▸ Tasks for this exercise:
• A. In the provided passage, reproduce the part that begins at the words "Misleading claims of" and stops after the words "the seller position!".
• B. According to the provided passage, what three things has the author's own graduate program worked hard to provide?
• C. Write the next part of the passage on graduate training and misleading seller job claims, starting right after its final sentence.

This resonates with many of my experiences as a PhD student and a postdoc, and as a young faculty member. The attitude around failed qualifying exams and floundering 8th year graduate students was to always assume that the student was weak or not trying hard—and rarely to ask what about the program or the advisor might be at fault. If students are terrible at writing papers, it’s because they are intrinsically unable to write well, not because we have no real system for teaching effective scientific writing. I do think things are changing, here, though. In my own graduate program, we’ve worked hard to provide guidance, feedback, and accountability—on the part of the students, the PhD program, and the PhD advisor.
Misleading claims of benefits. According to Paulson, several talking points were designed to attract a certain type of seller, especially white stay-at-home moms. In particular, the idea that you could do the job in the little bits of time around parenting and household chores was attractive, but wholly untrue. She detailed a number of ways that the job took over, rather than fitting around her existing life. She was spending a ton on babysitting in order to attend “business opportunities” that were essentially required part of the seller position!

▸ Information supplied:
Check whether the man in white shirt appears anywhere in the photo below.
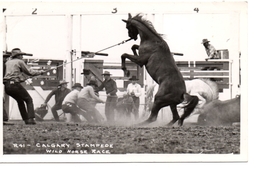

▸ Responses per task:
• A.
Misleading claims of benefits. According to Paulson, several talking points were designed to attract a certain type of seller, especially white stay-at-home moms. In particular, the idea that you could do the job in the little bits of time around parenting and household chores was attractive, but wholly untrue. She detailed a number of ways that the job took over, rather than fitting around her existing life. She was spending a ton on babysitting in order to attend “business opportunities” that were essentially required part of the seller position!

• B. Guidance, feedback, and accountability.

• C.
Academic positions have their benefits, as I know all too well! However, some of the most insistent messaging definitely veers into the “lady doth protest too much” territory. As you will read on #scitwitter occasionally, some faculty (almost always white men, FYI) love, love, love their jobs!! They get to work on whatever they want (I guess just lucky that what they want to study is also what NIH wishes to fund), travel to exotic locales (fantastic if you have no family obligations and are okay with the impact on the environment), work flexible hours (you can choose which 80 hours a week you want to work), and so on.
Discussion Section
Where do you see similarities and differences between academia and MLMs or pyramid schemes or cults?
Where do similarities break down?
I've heard academia be compared to a drug gang, a pyramid scheme, but I think a comparison to an MLM adds something, especially given how pervasive that kind of thinking is in modern corporate business.
I feel the comments about writing, personally. I went to three profs separately after my first semester in an MA, because it was clear that they didn't like my writing, and I asked for help. They offered a couple of platitudes. It wasn't until six years later that I finished my PhD without guidance that they realized that I could, actually, think. But I knew by then that the problem was that, at least in my experience, liberal arts academics tend to be far too fixated on how one says something, about how one proceeds, and on the "hidden curricula" of expectations that I had only recently begun to unravel.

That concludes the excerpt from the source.